Document passage
>>>

“Christmas meant work, and work meant money. During ordinary times, employment came to the inhabitants of New York’s Biedermeier Hotel for Women fitfully, reluctantly, and often only after tremendous exertion (when it came at all), but between the feasts of All Saints in November and Epiphany in January, nearly any girl who wished for something profitable to occupy her afternoons could make her choice almost at her leisure. The city was lousy with opportunity in winter, and for an almost three-month period practically every department store, boutique, and commercial concern was absolutely desperate for girls.”
If you liked Women’s Hotel (my first novel, which came out in October in 2024), then I have terrific news for you: a sequel novella, Christmas At The Women’s Hotel: A Biedermeier Story, is being published by Harper Via in October 2025 and available for preorder now.
It’s set in what I have taken to calling 1964a, a sort of perpetual, hazy, late-early or early-mid era of the 1960s that will never turn into the late 1960s1 (Here I am guided by the perpetual 1813 of Patrick O’Brian’s Master and Commander novels. If you take out all the naval bits, and make almost all the characters women in 1960s Manhattan, then Women’s Hotel is not unlike the Aubrey-Maturin series!) and features most of the cast of Women’s Hotel, except for those who got married or packed off to other institutions at the end of the first book.
If you couldn’t get enough references to Swedish bestselling novels in the 1920s, descriptions of unsuccessful afternoons at home, satisfying lunches for one, or first dates that don’t quite come off but nevertheless betoken the prospect of a consequential new friendship, then Christmas At The Women’s Hotel is the book(let) for you:
“Katherine had deliberately convinced herself the night before that she felt a cold coming on, one that would require urgent cosseting, and dedicated the whole of that Sunday morning to making herself queenly comfortable in bed. This meant wearing her warmest bed-jacket with scalloped sleeves, drinking strong coffee out of a squat old china caudle-cup, an orange, arranging a slice of each of ham and coffee-cake on a tray, and reading the second volume of Kristin Lavransdatter.

<<<

The tasks
[1] Write out the passage from the Women's Hotel sequel announcement between "It’s set in" and "the first book.", inclusive.
[2] Write what comes next in the Women's Hotel sequel announcement, picking up after its final sentence.
The items play no part in this exercise.

Given records
>>>

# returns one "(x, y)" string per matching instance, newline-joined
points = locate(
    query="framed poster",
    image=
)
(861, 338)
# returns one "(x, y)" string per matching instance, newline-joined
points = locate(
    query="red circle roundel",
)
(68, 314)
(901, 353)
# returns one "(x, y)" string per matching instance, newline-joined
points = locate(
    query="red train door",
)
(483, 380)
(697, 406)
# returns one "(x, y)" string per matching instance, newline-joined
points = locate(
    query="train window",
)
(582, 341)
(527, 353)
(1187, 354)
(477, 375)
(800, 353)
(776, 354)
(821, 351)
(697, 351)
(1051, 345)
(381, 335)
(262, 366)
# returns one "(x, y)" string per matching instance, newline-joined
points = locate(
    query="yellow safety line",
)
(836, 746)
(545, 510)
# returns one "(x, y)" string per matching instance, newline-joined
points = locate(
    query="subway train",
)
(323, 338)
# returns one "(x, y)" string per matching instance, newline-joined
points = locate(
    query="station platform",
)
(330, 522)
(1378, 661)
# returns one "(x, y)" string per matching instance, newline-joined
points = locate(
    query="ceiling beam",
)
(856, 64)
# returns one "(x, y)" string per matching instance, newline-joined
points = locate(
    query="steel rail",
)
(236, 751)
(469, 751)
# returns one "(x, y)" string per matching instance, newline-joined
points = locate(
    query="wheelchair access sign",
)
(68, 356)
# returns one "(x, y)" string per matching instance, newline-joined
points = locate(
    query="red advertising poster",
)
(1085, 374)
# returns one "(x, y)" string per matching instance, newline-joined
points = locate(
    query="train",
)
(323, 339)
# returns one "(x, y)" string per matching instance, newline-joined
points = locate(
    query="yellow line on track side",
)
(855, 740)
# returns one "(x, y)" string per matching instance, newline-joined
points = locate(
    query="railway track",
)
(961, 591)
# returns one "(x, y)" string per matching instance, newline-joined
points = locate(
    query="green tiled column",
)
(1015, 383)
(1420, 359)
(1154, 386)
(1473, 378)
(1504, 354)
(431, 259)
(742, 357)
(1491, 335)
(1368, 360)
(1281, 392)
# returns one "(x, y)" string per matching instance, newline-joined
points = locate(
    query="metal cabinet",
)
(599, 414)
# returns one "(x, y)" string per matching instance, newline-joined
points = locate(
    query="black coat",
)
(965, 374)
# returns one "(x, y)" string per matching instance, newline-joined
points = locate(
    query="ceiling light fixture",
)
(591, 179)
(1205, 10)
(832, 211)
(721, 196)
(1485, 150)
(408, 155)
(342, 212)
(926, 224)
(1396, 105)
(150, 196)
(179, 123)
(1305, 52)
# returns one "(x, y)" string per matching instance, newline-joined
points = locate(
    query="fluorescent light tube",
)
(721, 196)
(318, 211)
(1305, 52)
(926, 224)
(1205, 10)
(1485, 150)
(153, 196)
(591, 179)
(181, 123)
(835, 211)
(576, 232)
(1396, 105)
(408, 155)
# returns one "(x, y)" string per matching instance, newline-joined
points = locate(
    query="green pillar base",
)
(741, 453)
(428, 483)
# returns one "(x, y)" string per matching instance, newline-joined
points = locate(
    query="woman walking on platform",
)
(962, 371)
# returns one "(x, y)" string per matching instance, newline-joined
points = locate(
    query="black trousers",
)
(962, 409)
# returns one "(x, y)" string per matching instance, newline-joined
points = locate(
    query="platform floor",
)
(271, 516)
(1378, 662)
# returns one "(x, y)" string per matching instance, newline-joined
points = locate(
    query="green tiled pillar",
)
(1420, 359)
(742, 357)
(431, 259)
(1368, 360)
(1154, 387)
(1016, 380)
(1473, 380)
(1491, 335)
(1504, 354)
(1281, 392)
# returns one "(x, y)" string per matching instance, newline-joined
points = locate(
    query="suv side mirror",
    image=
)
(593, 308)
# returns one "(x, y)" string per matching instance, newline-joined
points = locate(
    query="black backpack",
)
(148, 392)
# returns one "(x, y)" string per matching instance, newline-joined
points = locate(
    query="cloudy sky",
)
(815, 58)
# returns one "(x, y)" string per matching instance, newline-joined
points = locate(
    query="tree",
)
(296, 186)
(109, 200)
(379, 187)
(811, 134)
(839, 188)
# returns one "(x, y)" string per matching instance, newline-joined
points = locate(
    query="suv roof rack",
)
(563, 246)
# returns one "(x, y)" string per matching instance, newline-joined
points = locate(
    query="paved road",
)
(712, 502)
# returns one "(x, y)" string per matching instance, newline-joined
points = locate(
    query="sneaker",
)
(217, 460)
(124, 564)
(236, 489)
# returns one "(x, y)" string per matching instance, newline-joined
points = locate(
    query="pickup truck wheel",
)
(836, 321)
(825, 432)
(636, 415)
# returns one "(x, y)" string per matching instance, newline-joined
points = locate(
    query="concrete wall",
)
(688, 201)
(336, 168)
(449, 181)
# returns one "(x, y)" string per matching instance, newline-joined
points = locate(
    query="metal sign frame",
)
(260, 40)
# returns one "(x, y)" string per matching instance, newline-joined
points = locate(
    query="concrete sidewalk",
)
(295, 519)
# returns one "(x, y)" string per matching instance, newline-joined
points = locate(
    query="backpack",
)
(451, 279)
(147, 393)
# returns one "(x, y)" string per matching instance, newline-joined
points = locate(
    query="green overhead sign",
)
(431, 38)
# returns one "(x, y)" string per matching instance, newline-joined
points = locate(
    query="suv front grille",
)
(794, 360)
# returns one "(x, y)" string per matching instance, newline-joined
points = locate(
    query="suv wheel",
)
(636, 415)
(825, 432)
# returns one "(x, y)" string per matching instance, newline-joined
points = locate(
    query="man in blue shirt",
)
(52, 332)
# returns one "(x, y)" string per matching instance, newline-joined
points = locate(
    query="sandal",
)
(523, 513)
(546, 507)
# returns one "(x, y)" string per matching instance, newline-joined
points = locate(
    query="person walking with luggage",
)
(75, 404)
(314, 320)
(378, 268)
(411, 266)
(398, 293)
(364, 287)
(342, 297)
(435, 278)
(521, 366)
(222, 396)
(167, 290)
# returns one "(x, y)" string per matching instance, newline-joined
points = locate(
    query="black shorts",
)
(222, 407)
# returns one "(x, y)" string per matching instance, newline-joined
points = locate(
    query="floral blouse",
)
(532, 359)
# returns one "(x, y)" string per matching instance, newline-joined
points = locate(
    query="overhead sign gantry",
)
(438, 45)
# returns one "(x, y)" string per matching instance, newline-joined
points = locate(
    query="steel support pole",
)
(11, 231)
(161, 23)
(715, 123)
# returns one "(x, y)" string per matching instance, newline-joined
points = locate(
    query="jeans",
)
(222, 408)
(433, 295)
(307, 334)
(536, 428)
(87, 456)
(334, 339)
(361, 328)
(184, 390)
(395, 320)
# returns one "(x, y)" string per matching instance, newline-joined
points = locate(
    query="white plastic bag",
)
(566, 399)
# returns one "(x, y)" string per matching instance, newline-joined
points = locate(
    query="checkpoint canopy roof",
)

<<<

Answers
[1]
It’s set in what I have taken to calling 1964a, a sort of perpetual, hazy, late-early or early-mid era of the 1960s that will never turn into the late 1960s1 (Here I am guided by the perpetual 1813 of Patrick O’Brian’s Master and Commander novels. If you take out all the naval bits, and make almost all the characters women in 1960s Manhattan, then Women’s Hotel is not unlike the Aubrey-Maturin series!) and features most of the cast of Women’s Hotel, except for those who got married or packed off to other institutions at the end of the first book.

[2]
A Sunday spent in bed had to be managed with a firm hand. Well-planned and properly arranged, it could be restorative and wholesome, gladdening the spirit and brightening the complexion. But an impromptu Sunday in bed, wearing haphazard and mismatched bedclothes, with hair unwashed and crumbs in the pillowcase, with the crossword spoiled and no plans settled for the evening, was little better than a torment.
Katherine always arranged her creaturely comforts with a surer hand in the winter. In spring and summer, as the hours of daylight increased, she declined in both confidence and poise. There was so much clock-time left in each summer afternoon that it exceeded her best judgement well before sunset. She dithered, she hesitated, she wavered; she would invariably order the wrong thing at lunch, began reading books she knew she would never finish, picked quarrels with Lucianne, avoided Arthur, her sponsor in A.A. and crept out of meetings early; she made ill-judged purchases and threw away necessary, even beautiful things in fits of misguided certainty that she no longer needed them. But from September on, coolness and common sense prevailed in her well-ordered mind, and she knew where she was at. To be sure, the prospect of another Christmas alone at the Biedermeier kept her slightly on edge, but on the whole, winter was Katherine’s season.”
Appreciative readers will detect notes of Marjorie Hillis, Barbara Pym, Angela Thirkell, Armistead Maupin, Maud Hart Lovelace, and O. Douglas. I care very much about mild domestic fiction in all its forms, and am guided through this series by Zechariah 4:10: “Do not despise the day of small things, for they shall rejoice, and shall see the plumb in the hand of Zerubbabel with those seven; they are the eyes of the Lord, which run to and fro to the whole earth.”2 That’s not to say that the lives of these characters don’t move forward, or that plot is entirely incidental to the project of recreating vanished domestic routines, but you had better believe those domestic routines are getting the fullest shrift imaginable. I’m very pleased with how the book has turned out and hope you like it too!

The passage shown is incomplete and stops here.